__Source passage__.
## begin
This routine is a national characteristic, and absorbs many an Italian,
turning all the poetry of his nature to prose, with a kind of dreadful
inevitableness; but Alfieri did not merely submit to routine, he enjoyed
it, he devised and carried it out with all the ferocity of his nature.
To this man, who cared so much for the figure he cut, and so little for
all the things which surrounded him, a life reduced to absolute monotony
of grinding work was almost an object of aesthetic pleasure, almost
an object of sensual delight: he enjoyed a dead level, an endless
white-washed wall, as much as other men, and especially other poets,
enjoy the ups and downs, the irregularities and mottled colours of
existence. So Alfieri arranged for himself, in his house near Santa
Maria Maggiore, what to him was a life of exquisite delightfulness.
## end
[Source data]
## begin
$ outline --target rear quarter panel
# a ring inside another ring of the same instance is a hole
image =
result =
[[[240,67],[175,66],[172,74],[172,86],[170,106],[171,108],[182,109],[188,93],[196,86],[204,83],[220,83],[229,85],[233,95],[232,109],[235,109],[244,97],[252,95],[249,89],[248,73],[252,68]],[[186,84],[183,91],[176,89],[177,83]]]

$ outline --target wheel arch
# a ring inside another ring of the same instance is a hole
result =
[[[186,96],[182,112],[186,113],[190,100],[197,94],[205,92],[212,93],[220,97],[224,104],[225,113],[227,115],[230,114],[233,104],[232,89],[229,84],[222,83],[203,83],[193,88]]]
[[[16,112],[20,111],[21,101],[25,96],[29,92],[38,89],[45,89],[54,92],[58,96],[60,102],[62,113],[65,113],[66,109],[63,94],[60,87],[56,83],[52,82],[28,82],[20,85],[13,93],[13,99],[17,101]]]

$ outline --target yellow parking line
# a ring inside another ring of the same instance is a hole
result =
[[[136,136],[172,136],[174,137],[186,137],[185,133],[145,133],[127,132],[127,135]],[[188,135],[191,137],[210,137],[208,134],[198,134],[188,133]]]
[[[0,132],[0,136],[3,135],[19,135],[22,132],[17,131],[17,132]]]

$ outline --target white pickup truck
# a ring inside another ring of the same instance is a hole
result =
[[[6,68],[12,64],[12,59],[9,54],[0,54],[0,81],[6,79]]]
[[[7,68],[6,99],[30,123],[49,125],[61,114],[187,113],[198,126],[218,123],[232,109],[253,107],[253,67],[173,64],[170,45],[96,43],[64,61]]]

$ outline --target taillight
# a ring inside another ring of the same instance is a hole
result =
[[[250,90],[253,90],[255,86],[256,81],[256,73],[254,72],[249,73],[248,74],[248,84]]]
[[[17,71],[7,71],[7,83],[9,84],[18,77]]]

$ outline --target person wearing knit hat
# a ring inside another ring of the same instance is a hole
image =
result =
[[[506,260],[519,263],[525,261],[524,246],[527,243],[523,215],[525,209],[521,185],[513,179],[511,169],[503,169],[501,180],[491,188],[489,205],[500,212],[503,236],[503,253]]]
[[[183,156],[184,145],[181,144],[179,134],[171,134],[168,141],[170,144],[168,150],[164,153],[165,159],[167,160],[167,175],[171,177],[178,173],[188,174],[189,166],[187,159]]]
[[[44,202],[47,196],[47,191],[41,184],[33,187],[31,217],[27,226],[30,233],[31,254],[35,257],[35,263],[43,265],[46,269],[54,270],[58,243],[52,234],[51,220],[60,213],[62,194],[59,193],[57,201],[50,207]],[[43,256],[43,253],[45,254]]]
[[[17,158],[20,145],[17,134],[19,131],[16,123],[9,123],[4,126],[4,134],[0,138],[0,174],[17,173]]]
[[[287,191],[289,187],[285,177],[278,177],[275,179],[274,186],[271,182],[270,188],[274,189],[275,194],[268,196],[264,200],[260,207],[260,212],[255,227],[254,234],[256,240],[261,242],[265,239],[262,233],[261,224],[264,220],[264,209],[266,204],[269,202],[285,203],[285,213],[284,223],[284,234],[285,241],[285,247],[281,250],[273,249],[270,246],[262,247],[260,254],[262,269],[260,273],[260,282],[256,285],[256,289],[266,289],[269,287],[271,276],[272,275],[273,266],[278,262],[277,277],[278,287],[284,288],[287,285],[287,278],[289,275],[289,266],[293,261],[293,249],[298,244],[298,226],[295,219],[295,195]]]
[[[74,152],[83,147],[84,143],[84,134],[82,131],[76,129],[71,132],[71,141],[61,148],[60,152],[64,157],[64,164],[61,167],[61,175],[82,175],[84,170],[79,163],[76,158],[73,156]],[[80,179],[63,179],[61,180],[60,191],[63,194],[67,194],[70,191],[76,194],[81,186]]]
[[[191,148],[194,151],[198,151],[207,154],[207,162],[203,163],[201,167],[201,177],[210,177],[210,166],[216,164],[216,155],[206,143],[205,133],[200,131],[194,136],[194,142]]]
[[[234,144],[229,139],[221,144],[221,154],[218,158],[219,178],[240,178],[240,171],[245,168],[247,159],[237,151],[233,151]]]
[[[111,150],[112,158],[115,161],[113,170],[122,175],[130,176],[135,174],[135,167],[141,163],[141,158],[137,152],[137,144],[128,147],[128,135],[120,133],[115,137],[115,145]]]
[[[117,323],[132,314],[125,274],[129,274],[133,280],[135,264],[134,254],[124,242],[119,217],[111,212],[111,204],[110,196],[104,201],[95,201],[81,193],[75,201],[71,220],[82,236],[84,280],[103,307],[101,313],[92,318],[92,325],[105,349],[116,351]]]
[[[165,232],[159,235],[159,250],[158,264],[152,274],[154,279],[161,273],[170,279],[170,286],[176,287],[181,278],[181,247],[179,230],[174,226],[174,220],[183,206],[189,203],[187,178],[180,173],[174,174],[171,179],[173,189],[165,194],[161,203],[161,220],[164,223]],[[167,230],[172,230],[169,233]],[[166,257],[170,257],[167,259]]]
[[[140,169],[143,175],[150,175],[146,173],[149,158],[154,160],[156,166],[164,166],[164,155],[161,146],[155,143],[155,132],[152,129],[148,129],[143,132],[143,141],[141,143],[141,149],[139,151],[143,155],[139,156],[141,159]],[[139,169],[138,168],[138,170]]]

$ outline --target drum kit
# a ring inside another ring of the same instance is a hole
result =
## end
__Set exercise 1__. In the passage on Alfieri, where was the house in which he arranged his life?
__Set exercise 2__. Repeat the passage on Alfieri word for word, between "This routine is" and "of his nature.", inclusive.
The data were drawn from a source separate from the passage on Alfieri.

__Correct answer 1__. It was near Santa Maria Maggiore.

__Correct answer 2__.
This routine is a national characteristic, and absorbs many an Italian,
turning all the poetry of his nature to prose, with a kind of dreadful
inevitableness; but Alfieri did not merely submit to routine, he enjoyed
it, he devised and carried it out with all the ferocity of his nature.